■ **Seçilmiş Bölüm**:
▶

Üç Aylara Dair

Üç Aylara Dair

Hamd Âlemlerin Rabbi olan Allah’a, salât ve selam Resûlümüz Muhammed’in (sallallahu aleyhi ve sellem), onun ailesinin, ashabının ve onlara güzellikle tabi olanların üzerine olsun.

Ya Rabbi! Seni noksan sıfatlardan tenzih ederim. Senin bize öğrettiğinin dışında bizim ilmimiz yoktur. Şüphesiz sen, her şeyi en iyi bilen, her işi hikmetli olansın. Ya Rabbi! Seni noksan sıfatlardan tenzih ederim. Senin bize gerçeği anlattığının dışında bizim anlama imkânımız yoktur. Şüphesiz sen çok cömertsin ve çok ikram sahibisin. Ey Rabbim! Göğsümü ferah eyle, işimi kolaylaştır. Dilimin bağını çöz de sözümü anlasınlar. Ben işimi Allah’a bırakıyorum. Şüphesiz Allah kullarını görendir.

Haram aylar dediğimiz; Zilkade, Zilhicce, Muharrem, Receb ayları Müslümanlar için çok önemlidir. Mekkeli insanların çoğu müşriklerdi, cahillerdi, kız çocuklarını diri diri toprağa gömerlerdi ama buna rağmen haram aylarda aralarındaki düşmanlıkları, kötülükleri, savaşları Allah için durdururlardı. Biz Müslümanız, cahil ve müşrik değiliz. Neden haram aylarda hayatımızda olumlu yönde çok az değişiklik yapıyoruz? Oysa Mekkeli müşrikler, cehennemlik olan Mekkeli müşrikler savaşlarını dahi bu aylarda keserlermiş. Biz Müslümanlar için üzerine düşünülesi bir durum.

Bunu yalnızca büyük savaşlar ve büyük düşmanlıklar olarak düşünmememiz gerek. Hayatımızda mutlaka anlaşamadığımız, nefsimize yenik düşerek sert davrandığımız insanlar vardır. Bu düşmanlıklar Allah için değil de nefsimizse zaten hiç yapmamamız lazım fakat hayli zor. Bu yüzden en azından bu aylarda küslükleri, kavgaları, düşmanlıkları kesmeliyiz.

◀

■ **Veri Kesiti**:
▶

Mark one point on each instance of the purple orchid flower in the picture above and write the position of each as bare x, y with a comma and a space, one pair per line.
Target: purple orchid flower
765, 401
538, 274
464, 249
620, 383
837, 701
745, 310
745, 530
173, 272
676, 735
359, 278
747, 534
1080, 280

◀
▶

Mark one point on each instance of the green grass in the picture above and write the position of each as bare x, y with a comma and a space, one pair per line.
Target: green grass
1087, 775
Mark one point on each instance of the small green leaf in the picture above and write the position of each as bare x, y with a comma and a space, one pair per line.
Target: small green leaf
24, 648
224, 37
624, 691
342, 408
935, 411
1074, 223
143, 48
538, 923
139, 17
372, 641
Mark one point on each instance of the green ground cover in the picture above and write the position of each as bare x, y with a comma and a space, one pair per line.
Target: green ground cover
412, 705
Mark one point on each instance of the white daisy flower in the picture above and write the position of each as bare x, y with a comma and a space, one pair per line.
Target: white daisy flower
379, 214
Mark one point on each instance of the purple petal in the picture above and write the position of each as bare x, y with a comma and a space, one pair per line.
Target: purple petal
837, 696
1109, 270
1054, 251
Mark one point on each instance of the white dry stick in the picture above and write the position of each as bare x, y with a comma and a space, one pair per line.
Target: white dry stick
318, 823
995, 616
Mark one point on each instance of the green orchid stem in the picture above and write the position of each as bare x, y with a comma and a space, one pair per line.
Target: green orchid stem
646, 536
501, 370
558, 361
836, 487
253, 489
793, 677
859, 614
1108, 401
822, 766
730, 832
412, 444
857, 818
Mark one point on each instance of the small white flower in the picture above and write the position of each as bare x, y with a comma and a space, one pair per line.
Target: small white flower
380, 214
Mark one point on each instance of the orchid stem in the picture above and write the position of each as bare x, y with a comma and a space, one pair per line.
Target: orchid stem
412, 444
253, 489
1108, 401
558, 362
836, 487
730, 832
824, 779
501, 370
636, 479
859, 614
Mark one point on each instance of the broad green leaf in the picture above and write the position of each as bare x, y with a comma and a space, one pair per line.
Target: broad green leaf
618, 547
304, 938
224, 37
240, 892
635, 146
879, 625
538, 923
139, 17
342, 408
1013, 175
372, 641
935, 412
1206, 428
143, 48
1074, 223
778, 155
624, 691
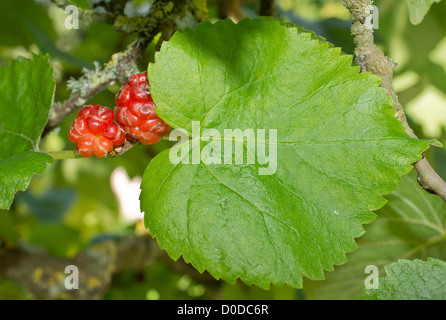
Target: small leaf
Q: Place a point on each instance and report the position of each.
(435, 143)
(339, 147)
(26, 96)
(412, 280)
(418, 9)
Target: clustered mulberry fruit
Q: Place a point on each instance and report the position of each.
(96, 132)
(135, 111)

◀
▶

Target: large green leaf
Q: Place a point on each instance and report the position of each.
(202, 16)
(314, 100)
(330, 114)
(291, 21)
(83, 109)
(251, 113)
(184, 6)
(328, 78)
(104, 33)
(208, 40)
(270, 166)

◀

■ **Yazılı Alıştırma A**: Seçilmiş bölümden "Haram aylar dediğimiz;" ile başlayıp "düşünülesi bir durum." ile biten kısmı hiç değiştirmeden çıkarın.
■ **Yazılı Alıştırma B**:
Aşağıdaki ifadeler seçilmiş bölümle uyuşuyor mu? Her biri için evet ya da hayır deyin ve buna karar verdiren sözleri bölümden aynen aktarın.
(i) Haram aylar Zilkade, Zilhicce, Muharrem ve Receb'dir.
(ii) Mekkeli müşrikler haram aylarda da savaşmayı sürdürürdü.
(iii) Bu aylarda yalnızca büyük savaşları ve büyük düşmanlıkları kesmek yeterlidir.

■ **Alıştırma Yanıtı A**:
Haram aylar dediğimiz; Zilkade, Zilhicce, Muharrem, Receb ayları Müslümanlar için çok önemlidir. Mekkeli insanların çoğu müşriklerdi, cahillerdi, kız çocuklarını diri diri toprağa gömerlerdi ama buna rağmen haram aylarda aralarındaki düşmanlıkları, kötülükleri, savaşları Allah için durdururlardı. Biz Müslümanız, cahil ve müşrik değiliz. Neden haram aylarda hayatımızda olumlu yönde çok az değişiklik yapıyoruz? Oysa Mekkeli müşrikler, cehennemlik olan Mekkeli müşrikler savaşlarını dahi bu aylarda keserlermiş. Biz Müslümanlar için üzerine düşünülesi bir durum.

■ **Alıştırma Yanıtı B**:
(i) Evet: "Haram aylar dediğimiz; Zilkade, Zilhicce, Muharrem, Receb ayları Müslümanlar için çok önemlidir."
(ii) Hayır: "haram aylarda aralarındaki düşmanlıkları, kötülükleri, savaşları Allah için durdururlardı."
(iii) Hayır: "Bunu yalnızca büyük savaşlar ve büyük düşmanlıklar olarak düşünmememiz gerek."